═════ 閱讀短文

當年因為偶然聽到鄭榮和教授講座,深受觸動的佳映娛樂總經理劉嘉明找來導演李中旺拍下了《夢想無限》,紀錄台大機械系鄭榮和教授帶領太陽能車隊一路逐夢3000公里的珍貴歷程。十年過去,既是送給當年佳映創業作的一份紀念禮,也是紀錄片的一次嘗試。李家驊導演說,懷著對故事的深厚感情,監製劉嘉明期待它成為台灣版的十年計畫,就如同國外的《成長系列》(人生七年,Seven Up!),每隔七年追蹤14位英國7歲兒童那樣。

也恰與片中人物暗相呼應,當片中的鄭榮和教授苦苦尋思著接班人,執導《夢想無限》的導演李中旺也希望找人來接手這個故事。於是這一次,影片紀錄的棒子,從李中旺導演那兒交到了李家驊導演手中。回想當年初看《夢想無限》時的心情,李家驊導演直言因為自己念的是文組,對理工領域不熟悉,所以那時候看還比較有距離,只覺得這是一個熱血的比賽,鄭榮和老師也很有趣。然而比起老師,讓他印象最深的人卻是林逸祥。當年那個不時撓撓頭,可愛又客氣的男孩,看在李家驊導演眼裡是個非常迷人的角色。然而,那時候他還遠遠沒想到,有一天會有機會參與這部影片的拍攝。

當進一步了解這個故事時,李家驊導演驚訝地得知,當年鄭教授語重心長地告誡學子不要當代工工程師,雖然能賺很多錢,但是對台灣工業實力沒有實質幫助,希望學生能盡量去做基礎機械工程的工作,十年之後,這群學生竟真的沒有一個人去做代工工程師。而當他開始接觸這些人時,李家驊導演也在他們身上看到了與自己共通的宅男特質,既聊得來,更感動於他們對事情的看法。在對他們的故事感興趣之餘,面對拍片路上重要前輩製片李中旺和蔡靜茹的邀約,他也深感這是一次難得的機會,能拍攝一部比較大規模的影片。

而事後也證明了,這雖是一次挑戰,卻收穫滿滿。李家驊導演坦言前四五個月其實不太能進入狀況,因為角色多達十人,不似以前拍片只有一兩個角色,相處密集度也比較高。他花了長達半年的時間與主角們一一混熟,並逐一了解他們的問題與想法。這樣一來,不僅影片的製作期長達20個月,更花去了佳映高額的預算,雖拍片時承受龐大壓力,但導演也表示,很感謝監製劉嘉明、製片李中旺和蔡靜茹三位前輩在過程中給與他百分之百的信任與支持。對他來說,這是一次很寶貴的過程。

══════════
═════ 資料內容

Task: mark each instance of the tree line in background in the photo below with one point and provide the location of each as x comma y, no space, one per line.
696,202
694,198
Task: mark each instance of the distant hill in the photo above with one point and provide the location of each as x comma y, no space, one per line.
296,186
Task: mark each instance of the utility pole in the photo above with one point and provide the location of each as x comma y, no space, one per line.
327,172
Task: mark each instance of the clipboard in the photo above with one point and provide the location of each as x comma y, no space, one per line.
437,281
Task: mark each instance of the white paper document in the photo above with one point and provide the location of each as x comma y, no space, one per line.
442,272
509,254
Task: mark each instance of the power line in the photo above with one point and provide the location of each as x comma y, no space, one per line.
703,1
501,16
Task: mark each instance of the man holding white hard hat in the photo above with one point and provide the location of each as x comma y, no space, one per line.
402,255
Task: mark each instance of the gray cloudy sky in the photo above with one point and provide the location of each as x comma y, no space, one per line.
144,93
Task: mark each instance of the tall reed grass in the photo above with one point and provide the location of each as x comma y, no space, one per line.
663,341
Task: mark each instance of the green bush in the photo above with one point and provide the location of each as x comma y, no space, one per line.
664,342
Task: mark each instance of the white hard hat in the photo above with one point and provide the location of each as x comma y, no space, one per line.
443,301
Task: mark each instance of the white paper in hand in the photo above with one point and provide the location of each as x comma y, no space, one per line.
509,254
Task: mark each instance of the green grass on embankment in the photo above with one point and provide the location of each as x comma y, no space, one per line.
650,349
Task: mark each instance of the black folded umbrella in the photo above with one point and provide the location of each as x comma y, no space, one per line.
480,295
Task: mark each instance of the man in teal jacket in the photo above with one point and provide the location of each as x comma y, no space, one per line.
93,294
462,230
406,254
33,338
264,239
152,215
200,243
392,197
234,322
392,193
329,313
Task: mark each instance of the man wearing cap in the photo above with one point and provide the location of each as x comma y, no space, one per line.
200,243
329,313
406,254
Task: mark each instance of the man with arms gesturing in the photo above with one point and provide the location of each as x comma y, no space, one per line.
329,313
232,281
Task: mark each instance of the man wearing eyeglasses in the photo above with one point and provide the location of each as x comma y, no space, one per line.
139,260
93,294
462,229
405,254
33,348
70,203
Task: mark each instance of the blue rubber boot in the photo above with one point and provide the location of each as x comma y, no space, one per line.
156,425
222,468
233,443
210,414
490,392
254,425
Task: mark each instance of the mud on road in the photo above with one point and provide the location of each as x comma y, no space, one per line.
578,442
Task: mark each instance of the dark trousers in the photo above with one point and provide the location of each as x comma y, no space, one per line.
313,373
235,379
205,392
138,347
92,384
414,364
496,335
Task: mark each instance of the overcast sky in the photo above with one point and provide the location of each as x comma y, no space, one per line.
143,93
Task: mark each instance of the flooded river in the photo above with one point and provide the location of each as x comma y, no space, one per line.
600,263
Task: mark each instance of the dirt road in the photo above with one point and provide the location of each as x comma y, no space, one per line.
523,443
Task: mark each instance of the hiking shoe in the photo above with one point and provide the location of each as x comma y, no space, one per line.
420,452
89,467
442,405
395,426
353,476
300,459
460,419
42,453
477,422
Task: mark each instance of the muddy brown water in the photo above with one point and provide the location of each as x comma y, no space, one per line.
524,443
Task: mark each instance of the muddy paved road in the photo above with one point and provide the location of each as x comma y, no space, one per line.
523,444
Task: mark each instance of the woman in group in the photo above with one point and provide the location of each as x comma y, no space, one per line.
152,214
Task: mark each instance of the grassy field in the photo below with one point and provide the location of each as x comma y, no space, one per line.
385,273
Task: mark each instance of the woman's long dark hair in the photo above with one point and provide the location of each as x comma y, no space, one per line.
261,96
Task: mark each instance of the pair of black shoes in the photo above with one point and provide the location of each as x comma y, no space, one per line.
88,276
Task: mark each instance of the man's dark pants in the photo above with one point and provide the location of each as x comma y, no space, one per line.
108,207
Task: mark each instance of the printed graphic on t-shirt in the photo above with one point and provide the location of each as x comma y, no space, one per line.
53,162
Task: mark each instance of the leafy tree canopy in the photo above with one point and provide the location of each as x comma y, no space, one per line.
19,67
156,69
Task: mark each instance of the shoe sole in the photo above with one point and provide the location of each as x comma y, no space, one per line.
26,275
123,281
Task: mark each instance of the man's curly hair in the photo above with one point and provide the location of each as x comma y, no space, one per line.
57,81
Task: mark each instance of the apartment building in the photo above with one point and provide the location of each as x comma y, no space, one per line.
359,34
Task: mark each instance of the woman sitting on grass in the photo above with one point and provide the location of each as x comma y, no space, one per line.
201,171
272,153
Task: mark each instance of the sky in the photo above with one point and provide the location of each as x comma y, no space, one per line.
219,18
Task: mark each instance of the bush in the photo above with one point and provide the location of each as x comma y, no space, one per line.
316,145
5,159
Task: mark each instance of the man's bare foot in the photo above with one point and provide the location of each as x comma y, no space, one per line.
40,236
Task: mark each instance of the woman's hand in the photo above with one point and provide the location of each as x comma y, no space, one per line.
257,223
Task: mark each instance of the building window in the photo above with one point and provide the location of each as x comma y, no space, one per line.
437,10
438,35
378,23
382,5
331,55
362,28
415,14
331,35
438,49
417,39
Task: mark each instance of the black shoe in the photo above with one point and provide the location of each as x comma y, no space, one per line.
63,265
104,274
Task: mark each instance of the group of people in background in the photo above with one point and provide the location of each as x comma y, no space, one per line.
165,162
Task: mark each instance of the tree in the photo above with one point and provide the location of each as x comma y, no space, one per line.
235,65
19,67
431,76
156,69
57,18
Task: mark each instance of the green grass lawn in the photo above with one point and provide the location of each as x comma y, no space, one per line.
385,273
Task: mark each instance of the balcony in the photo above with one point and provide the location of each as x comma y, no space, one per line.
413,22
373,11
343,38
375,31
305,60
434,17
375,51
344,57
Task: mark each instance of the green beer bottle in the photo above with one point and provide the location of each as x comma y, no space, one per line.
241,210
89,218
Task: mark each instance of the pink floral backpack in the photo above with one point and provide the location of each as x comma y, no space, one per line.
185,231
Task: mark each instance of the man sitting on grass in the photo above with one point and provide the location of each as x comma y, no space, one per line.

══════════

練習題目 =>
請根據這篇談《夢想無限》接續拍攝的短文回答:李家驊導演花了多久時間與主角們一一混熟? 這些紀錄與本題完全無關。

完整解答 =>
長達半年。